--- Begin ---

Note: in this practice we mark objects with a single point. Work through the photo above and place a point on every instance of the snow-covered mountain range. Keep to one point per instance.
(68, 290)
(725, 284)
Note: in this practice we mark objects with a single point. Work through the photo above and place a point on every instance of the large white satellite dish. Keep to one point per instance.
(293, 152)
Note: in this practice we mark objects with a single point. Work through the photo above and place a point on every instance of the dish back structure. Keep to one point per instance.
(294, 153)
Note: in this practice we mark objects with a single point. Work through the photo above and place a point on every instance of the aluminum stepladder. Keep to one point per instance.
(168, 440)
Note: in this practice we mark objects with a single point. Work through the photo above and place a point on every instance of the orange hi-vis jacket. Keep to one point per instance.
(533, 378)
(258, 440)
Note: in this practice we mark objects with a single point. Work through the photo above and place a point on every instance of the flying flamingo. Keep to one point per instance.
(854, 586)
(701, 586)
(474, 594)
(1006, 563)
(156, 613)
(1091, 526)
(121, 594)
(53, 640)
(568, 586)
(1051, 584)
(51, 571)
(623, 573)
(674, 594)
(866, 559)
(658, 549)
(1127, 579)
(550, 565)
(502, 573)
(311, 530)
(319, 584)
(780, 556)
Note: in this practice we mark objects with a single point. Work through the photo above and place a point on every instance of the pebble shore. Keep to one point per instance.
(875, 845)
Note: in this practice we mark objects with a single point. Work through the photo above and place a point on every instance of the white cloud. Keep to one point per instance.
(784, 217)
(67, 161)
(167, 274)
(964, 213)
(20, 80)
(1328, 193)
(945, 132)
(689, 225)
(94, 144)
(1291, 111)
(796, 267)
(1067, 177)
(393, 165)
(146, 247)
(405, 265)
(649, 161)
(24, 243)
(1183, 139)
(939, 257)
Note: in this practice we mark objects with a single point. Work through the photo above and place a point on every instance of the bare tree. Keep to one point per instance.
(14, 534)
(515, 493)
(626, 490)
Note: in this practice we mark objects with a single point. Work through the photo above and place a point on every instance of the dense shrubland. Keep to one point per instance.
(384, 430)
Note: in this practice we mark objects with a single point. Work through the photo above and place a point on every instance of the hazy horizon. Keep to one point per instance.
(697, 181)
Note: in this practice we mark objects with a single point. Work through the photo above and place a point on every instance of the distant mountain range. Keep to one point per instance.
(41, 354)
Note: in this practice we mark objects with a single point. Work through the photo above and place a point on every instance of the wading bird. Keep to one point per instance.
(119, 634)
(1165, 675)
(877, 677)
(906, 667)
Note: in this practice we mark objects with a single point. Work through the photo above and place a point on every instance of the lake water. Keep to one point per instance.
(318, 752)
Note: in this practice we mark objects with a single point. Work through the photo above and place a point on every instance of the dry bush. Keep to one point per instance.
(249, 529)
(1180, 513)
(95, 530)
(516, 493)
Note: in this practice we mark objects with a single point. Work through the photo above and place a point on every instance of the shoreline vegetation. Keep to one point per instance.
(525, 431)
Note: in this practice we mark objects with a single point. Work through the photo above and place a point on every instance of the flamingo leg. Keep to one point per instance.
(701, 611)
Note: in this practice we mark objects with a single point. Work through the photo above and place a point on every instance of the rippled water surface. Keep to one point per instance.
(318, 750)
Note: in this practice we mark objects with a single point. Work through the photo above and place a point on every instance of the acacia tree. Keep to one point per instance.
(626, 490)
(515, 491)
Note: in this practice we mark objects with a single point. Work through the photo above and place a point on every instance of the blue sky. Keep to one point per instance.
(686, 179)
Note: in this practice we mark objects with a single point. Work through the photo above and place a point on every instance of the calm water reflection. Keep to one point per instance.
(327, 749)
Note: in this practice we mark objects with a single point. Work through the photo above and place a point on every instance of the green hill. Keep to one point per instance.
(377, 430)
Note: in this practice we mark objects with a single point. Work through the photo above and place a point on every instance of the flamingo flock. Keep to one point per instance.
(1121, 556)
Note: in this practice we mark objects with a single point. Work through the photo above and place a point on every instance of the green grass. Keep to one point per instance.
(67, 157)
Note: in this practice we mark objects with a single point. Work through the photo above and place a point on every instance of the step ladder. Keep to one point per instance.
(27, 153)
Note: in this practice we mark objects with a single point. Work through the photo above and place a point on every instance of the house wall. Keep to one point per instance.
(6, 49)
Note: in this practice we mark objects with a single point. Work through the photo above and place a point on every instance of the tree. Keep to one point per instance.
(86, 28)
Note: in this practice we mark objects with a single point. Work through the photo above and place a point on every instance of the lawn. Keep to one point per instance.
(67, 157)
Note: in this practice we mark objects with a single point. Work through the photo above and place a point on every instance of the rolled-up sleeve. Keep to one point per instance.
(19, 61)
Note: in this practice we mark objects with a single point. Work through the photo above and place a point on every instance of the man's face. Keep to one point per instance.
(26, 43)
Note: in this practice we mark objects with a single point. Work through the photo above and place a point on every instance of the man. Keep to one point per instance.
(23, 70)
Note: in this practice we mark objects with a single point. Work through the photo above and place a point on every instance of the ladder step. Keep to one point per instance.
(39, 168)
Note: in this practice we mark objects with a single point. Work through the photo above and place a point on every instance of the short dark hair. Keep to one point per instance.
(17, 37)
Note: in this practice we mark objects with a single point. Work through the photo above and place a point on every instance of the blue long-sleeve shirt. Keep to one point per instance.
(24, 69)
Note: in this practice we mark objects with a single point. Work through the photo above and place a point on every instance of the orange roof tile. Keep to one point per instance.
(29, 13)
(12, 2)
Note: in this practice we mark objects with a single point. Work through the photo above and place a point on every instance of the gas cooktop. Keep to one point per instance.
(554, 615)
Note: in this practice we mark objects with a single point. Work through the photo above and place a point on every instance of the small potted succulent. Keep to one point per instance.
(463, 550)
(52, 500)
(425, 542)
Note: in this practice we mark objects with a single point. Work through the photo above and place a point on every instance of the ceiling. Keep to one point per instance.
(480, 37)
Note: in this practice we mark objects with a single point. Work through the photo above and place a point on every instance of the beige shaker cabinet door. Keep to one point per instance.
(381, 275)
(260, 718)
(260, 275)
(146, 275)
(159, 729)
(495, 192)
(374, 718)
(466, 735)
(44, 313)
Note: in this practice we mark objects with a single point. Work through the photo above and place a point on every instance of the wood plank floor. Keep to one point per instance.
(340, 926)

--- End ---

> _TASK_
From the first line to the last, retype the data exactly.

> _FINAL RESULT_
Note: in this practice we mark objects with a single point. Work through the photo above and place a point on every instance of the snow-covered mountain range. Keep to one point per instance.
(68, 290)
(725, 284)
Note: in this practice we mark objects with a single point. Work through the photo above and place a point on every instance of the large white satellite dish. Keep to one point per instance.
(293, 152)
Note: in this practice we mark objects with a single point. Work through the photo above and place a point on every instance of the dish back structure. Keep to one point per instance.
(294, 153)
Note: in this practice we mark objects with a single point. Work through the photo above and place a point on every instance of the aluminum stepladder. Keep to one point per instance.
(168, 440)
Note: in this practice we mark objects with a single point. Work through the photo above and place a point on every instance of the orange hi-vis jacket. Keep to one point per instance.
(533, 378)
(258, 440)
Note: in this practice we mark objects with a single point. Work through the photo above and place a point on every instance of the flying flamingo. Keep to one point per instance.
(854, 586)
(701, 586)
(474, 594)
(1006, 563)
(156, 613)
(1091, 526)
(121, 594)
(53, 640)
(568, 586)
(1051, 584)
(51, 571)
(623, 573)
(674, 594)
(866, 559)
(658, 549)
(1127, 579)
(550, 565)
(502, 573)
(311, 530)
(319, 584)
(780, 556)
Note: in this practice we mark objects with a single point. Work through the photo above and place a point on every instance of the pebble shore. Keep to one point per instance.
(875, 845)
Note: in this practice we mark objects with a single point. Work through the photo above and place a point on every instance of the white cloud. Keep to one point per instance.
(784, 217)
(67, 161)
(167, 274)
(964, 213)
(20, 80)
(1328, 193)
(945, 132)
(689, 225)
(94, 144)
(1291, 111)
(796, 267)
(1067, 177)
(393, 165)
(146, 247)
(405, 265)
(649, 161)
(24, 243)
(1183, 139)
(939, 257)
Note: in this practice we mark objects with a single point. Work through the photo above and place a point on every instance of the bare tree. Keep to one point per instance.
(14, 534)
(515, 493)
(626, 490)
Note: in this practice we mark objects with a single point. Work through the photo above and place a point on every instance of the dense shrubland. Keep to one point per instance.
(384, 430)
Note: in this practice we mark objects with a single point. Work through the photo above and place a point on every instance of the hazy horizon. Keep to one point per instance.
(697, 181)
Note: in this practice we mark objects with a single point. Work through the photo above and place a point on every instance of the distant mountain range. Keep to one point per instance.
(41, 354)
Note: in this practice we mark objects with a single point. Work through the photo above and place a point on every instance of the wading bird. Keep to one point per instance.
(119, 634)
(1165, 675)
(877, 677)
(906, 667)
Note: in this practice we mark objects with a single point. Work through the photo above and place a point on every instance of the lake water. Keep to one point per instance.
(318, 752)
Note: in this practice we mark objects with a single point. Work through the photo above and place a point on every instance of the dry bush. Keep to one point per instance.
(249, 529)
(1180, 513)
(95, 530)
(516, 493)
Note: in this practice we mark objects with a single point. Work through the photo above and place a point on every instance of the shoreline vegetation. Keep to one point per instance.
(525, 431)
Note: in this practice we mark objects with a single point. Work through the photo above and place a point on every instance of the flamingo leg. Keep to one point per instance.
(701, 611)
Note: in this practice we mark objects with a single point. Work through the photo above and place a point on every instance of the rippled water surface. Keep to one point per instance.
(318, 750)
Note: in this practice we mark objects with a single point. Work through the photo above and place a point on every instance of the acacia tree. Keep to one point per instance.
(626, 490)
(515, 491)
Note: in this practice we mark objects with a single point. Work through the photo above and place a point on every instance of the blue sky. Keep to one point per instance.
(686, 179)
Note: in this practice we mark objects with a single point. Work through the photo above and place a point on every instance of the calm water reflection. Keep to one point per instance.
(327, 749)
Note: in this practice we mark objects with a single point. Work through the photo above and place a point on every instance of the green hill. Keep to one point per instance.
(377, 430)
Note: in this practice we mark objects with a single point. Work through the photo above and place a point on every instance of the flamingo flock. Keep to one point per instance.
(1121, 556)
Note: in this practice we mark objects with a single point. Work through the photo above and place a point on every instance of the green grass. Keep to one point per instance.
(67, 157)
Note: in this practice we mark objects with a single point. Work through the photo above and place a point on every instance of the step ladder. Keep to one point per instance.
(27, 153)
Note: in this practice we mark objects with a single point. Work through the photo above and place a point on every instance of the house wall. Keep to one point per instance.
(6, 49)
Note: in this practice we mark objects with a single point. Work through the photo above and place a point on every instance of the tree. Keep to one point per instance.
(86, 28)
Note: in this practice we mark objects with a single point. Work through the photo above and place a point on every instance of the lawn. Keep to one point per instance.
(67, 157)
Note: in this practice we mark objects with a single point. Work through the photo above and place a point on every instance of the rolled-up sleeve. Keep to one point per instance.
(19, 61)
Note: in this practice we mark objects with a single point. Work through the photo above and place a point on every instance of the man's face. Keep to one point per instance.
(26, 43)
Note: in this practice we mark objects with a single point. Work through the photo above and place a point on every instance of the man. Keep to one point per instance.
(23, 70)
Note: in this practice we mark objects with a single point. Work through the photo above and place a point on every instance of the ladder step. Keep to one point per instance.
(39, 168)
Note: in this practice we mark objects with a single point. Work through the photo above and place a point on every instance of the short dark hair. Keep to one point per instance.
(17, 37)
Note: in this practice we mark objects with a single point. Work through the photo above and place a point on every instance of the blue long-sleeve shirt. Keep to one point per instance.
(24, 69)
Note: in this practice we mark objects with a single point. Work through the photo above and place a point on every instance of the orange roof tile. Keep to one point per instance.
(29, 13)
(12, 2)
Note: in this practice we mark objects with a single point. Work through the photo above and place a point on every instance of the gas cooktop. Keep to one point per instance.
(554, 615)
Note: in this practice we mark objects with a single point. Work through the photo above and place a point on every instance of the small potted succulent. Keep to one point per instance.
(463, 550)
(52, 500)
(425, 542)
Note: in this practice we mark objects with a single point. Work through the photo above and place a point on every instance of the ceiling. Keep to one point per instance.
(480, 37)
Note: in this practice we mark objects with a single point. Work through the photo above and place a point on every instance of the beige shaker cabinet door. Keep to one point per instance.
(381, 275)
(260, 718)
(260, 275)
(146, 275)
(159, 729)
(495, 192)
(374, 718)
(466, 735)
(44, 313)
Note: in this practice we mark objects with a single point. Work through the photo above and place a point on every instance of the wood plank floor. Keep to one point per instance.
(340, 926)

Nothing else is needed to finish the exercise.